_TASK DIRECTIONS_. Each line from the one that contains "like [195, 817]." to the end of the material must be quoted exactly; include both end lines and nothing else.
====
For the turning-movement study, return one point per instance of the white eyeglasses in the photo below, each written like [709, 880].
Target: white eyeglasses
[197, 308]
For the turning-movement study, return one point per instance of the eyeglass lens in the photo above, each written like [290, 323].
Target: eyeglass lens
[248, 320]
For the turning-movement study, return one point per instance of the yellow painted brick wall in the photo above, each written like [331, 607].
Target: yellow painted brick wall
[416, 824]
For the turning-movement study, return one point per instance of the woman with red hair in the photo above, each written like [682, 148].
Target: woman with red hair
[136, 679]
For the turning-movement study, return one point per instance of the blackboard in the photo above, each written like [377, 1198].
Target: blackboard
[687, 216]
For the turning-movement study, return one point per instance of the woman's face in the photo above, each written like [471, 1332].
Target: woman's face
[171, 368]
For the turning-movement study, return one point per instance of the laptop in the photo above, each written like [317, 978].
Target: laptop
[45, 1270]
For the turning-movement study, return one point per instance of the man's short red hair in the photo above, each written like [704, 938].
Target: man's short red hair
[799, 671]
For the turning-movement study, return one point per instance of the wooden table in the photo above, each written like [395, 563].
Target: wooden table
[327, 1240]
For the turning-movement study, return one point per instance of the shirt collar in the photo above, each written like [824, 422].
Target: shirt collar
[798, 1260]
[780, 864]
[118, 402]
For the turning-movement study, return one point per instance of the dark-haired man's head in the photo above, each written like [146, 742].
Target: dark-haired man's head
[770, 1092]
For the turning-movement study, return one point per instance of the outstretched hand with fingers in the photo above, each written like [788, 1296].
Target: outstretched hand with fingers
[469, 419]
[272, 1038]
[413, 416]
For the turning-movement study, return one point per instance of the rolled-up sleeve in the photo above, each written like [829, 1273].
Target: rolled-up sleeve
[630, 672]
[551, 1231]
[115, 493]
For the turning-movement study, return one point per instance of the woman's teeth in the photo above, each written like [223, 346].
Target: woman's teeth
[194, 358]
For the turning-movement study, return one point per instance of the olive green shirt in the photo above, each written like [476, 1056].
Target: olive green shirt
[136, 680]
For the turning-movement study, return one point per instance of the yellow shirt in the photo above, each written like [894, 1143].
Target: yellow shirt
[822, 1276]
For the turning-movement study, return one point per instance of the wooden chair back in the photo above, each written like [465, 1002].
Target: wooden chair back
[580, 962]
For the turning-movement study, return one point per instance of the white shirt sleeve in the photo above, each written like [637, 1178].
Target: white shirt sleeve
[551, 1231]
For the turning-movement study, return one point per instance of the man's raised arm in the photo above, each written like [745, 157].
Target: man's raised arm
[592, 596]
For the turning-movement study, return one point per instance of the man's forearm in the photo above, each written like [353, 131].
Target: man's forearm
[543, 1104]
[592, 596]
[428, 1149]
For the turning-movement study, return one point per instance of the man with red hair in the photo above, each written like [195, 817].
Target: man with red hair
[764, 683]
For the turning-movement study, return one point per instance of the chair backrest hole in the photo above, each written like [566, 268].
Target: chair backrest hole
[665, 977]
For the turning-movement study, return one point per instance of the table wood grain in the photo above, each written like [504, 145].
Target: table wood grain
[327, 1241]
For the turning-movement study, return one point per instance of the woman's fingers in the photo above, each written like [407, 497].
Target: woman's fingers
====
_RESPONSE_.
For the turning-movement study, return one point per instance of the man with red hair in the photo above, each written like [195, 817].
Target: man with red hair
[764, 683]
For the turning-movement study, return one point per instance of the chair backrest hole in the photo above, each written like [566, 268].
Target: chair backrest hole
[665, 977]
For the turning-movement study, return one point per instance of the table wood grain in the photo above, each written like [504, 145].
Target: table wood grain
[327, 1241]
For the turning-movement study, return one point per instance of the woman's fingers in the photo above, each written like [407, 497].
Target: woman's fingers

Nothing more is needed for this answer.